[MPICH] build mpich2 with Myrinet GM

Darius Buntinas buntinas at mcs.anl.gov
Thu Feb 28 13:13:47 CST 2008


Sorry, that last patch was against a different version.  Can you try 
this patch?  You might get some warnings about changes having already 
been applied since the previous patch already made some of the changes. 
  You can ignore those.

-d


On 02/28/2008 11:38 AM, Wei-keng Liao wrote:
> I got an error when I applied the patch:
> mercury::mpich2-1.0.6p1(11:34am) #448% patch -p0 < gm.patch
> patching file src/mpid/ch3/include/mpidpre.h
> patching file 
> src/mpid/ch3/channels/nemesis/nemesis/net_mod/gm_module/gm_module_impl.h
> Hunk #1 succeeded at 51 (offset -1 lines).
> patching file 
> src/mpid/ch3/channels/nemesis/nemesis/net_mod/gm_module/gm_module_poll.c
> patching file 
> src/mpid/ch3/channels/nemesis/nemesis/net_mod/gm_module/gm_module_send.c
> Hunk #2 FAILED at 233.
> Hunk #3 succeeded at 265 (offset -80 lines).
> Hunk #4 succeeded at 343 (offset -81 lines).
> 1 out of 4 hunks FAILED -- saving rejects to file 
> src/mpid/ch3/channels/nemesis/nemesis/net_mod/gm_module/gm_module_send.c.rej
> 
> mercury::mpich2-1.0.6p1(11:36am) #450% cat 
> src/mpid/ch3/channels/nemesis/nemesis/net_mod/gm_module/gm_module_send.c.rej
> ***************
> *** 237,243 ****
>   {
>       int mpi_errno = MPI_SUCCESS;
>       char *dataptr;
> -     int datalen;
>       int complete;  
>   
>       while (active_send || !SEND_Q_EMPTY())
> --- 233,239 ----
>   {
>       int mpi_errno = MPI_SUCCESS;
>       char *dataptr;
> +     MPIDI_msg_sz_t datalen;
>       int complete;  
>   
>       while (active_send || !SEND_Q_EMPTY())
> 
> Wei-keng
> 
> 
> On Thu, 28 Feb 2008, Darius Buntinas wrote:
> 
>> Thanks for reporting this.  Here's a patch that should fix it.  Let me know if
>> you have any more trouble.

# GIVEN PROBLEM
In the MPICH2 patch thread, copy the passage word for word, starting at "On 02/28/2008 11:38" and stopping after "(offset -1 lines).".

# Pointing dataset excerpts

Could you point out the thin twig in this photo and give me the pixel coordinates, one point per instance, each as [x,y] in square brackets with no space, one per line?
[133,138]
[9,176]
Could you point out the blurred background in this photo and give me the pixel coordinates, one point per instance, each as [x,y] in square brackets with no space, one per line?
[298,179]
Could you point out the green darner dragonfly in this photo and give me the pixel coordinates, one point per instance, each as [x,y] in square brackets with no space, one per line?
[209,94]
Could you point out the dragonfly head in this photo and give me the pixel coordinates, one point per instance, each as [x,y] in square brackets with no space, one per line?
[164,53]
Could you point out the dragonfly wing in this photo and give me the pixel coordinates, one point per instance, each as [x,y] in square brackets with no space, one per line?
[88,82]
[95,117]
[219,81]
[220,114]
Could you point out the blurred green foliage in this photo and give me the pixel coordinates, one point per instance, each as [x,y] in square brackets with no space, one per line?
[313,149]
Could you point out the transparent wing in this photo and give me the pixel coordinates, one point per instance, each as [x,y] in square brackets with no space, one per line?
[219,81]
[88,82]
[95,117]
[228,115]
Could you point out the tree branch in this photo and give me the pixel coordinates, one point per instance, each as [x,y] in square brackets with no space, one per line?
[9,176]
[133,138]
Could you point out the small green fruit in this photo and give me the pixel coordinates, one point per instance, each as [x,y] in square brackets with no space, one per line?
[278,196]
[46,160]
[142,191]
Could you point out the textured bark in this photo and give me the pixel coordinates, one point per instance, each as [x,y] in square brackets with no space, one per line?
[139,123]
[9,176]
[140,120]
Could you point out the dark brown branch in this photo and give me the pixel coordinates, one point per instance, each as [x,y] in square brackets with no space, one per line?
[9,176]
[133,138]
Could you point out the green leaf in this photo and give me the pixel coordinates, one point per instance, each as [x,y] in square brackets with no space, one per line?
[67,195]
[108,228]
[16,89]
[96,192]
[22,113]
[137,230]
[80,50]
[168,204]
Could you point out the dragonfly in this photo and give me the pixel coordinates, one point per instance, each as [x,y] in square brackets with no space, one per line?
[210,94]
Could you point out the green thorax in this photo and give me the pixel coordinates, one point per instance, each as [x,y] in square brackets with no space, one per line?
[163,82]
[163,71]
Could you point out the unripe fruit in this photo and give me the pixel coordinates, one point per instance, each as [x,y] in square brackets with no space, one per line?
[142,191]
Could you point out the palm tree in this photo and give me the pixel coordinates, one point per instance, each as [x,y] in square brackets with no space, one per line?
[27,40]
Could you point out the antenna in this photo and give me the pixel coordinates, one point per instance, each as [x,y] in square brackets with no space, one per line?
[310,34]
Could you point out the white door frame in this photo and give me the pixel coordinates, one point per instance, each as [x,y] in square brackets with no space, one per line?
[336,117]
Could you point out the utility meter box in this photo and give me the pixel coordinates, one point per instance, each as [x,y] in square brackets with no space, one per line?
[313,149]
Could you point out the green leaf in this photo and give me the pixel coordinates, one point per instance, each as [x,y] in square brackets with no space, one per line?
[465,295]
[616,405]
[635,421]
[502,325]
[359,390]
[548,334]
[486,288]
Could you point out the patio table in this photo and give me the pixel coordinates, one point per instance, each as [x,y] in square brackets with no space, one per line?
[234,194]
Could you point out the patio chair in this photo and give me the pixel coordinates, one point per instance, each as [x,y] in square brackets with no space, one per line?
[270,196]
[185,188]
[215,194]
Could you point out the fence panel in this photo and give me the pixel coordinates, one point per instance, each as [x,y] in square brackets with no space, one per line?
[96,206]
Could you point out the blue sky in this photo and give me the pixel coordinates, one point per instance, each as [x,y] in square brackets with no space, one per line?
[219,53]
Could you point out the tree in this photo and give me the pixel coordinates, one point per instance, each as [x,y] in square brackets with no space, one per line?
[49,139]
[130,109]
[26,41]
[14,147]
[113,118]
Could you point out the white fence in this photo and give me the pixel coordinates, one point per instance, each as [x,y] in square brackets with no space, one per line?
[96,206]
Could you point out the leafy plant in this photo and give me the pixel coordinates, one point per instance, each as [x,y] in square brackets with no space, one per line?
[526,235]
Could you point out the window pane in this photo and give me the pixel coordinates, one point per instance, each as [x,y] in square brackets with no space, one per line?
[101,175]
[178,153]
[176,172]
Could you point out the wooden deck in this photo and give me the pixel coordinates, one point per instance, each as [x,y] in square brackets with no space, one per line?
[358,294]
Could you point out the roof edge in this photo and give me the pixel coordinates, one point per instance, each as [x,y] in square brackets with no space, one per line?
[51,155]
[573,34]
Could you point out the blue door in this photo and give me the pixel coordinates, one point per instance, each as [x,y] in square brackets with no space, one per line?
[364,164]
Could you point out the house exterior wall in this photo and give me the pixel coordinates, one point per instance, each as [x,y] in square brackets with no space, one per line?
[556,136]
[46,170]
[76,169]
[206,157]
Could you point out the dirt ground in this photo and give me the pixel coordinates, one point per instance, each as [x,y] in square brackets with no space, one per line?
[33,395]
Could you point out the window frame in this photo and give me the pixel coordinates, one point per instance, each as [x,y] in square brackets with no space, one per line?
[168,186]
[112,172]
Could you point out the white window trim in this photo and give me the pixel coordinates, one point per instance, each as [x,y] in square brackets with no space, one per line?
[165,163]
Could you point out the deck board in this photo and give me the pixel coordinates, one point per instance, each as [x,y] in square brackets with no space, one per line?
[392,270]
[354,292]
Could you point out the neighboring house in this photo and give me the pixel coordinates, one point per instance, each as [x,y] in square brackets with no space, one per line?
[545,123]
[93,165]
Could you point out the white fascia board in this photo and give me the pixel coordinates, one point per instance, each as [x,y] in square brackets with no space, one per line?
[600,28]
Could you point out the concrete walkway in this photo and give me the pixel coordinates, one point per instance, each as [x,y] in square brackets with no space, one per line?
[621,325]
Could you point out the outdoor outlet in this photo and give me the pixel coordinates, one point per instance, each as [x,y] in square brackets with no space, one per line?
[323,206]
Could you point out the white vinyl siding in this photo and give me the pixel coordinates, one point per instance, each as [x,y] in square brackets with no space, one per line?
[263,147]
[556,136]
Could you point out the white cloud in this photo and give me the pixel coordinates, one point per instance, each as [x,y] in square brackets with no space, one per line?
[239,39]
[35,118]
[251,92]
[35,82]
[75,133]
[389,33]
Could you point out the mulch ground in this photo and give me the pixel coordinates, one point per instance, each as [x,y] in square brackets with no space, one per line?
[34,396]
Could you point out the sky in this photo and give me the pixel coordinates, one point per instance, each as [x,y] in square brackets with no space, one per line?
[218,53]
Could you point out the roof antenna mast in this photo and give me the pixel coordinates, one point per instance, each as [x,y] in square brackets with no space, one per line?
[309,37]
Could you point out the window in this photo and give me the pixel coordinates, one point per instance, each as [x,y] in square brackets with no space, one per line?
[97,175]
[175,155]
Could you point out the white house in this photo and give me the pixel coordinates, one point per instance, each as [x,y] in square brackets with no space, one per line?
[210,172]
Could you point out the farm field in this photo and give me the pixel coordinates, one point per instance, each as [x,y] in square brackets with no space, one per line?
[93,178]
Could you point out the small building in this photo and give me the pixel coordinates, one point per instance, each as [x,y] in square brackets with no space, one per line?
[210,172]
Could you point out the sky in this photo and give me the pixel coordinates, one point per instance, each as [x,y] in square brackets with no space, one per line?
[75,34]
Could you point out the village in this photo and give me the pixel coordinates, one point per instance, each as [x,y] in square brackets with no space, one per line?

# REPLY
On 02/28/2008 11:38 AM, Wei-keng Liao wrote:
> I got an error when I applied the patch:
> mercury::mpich2-1.0.6p1(11:34am) #448% patch -p0 < gm.patch
> patching file src/mpid/ch3/include/mpidpre.h
> patching file 
> src/mpid/ch3/channels/nemesis/nemesis/net_mod/gm_module/gm_module_impl.h
> Hunk #1 succeeded at 51 (offset -1 lines).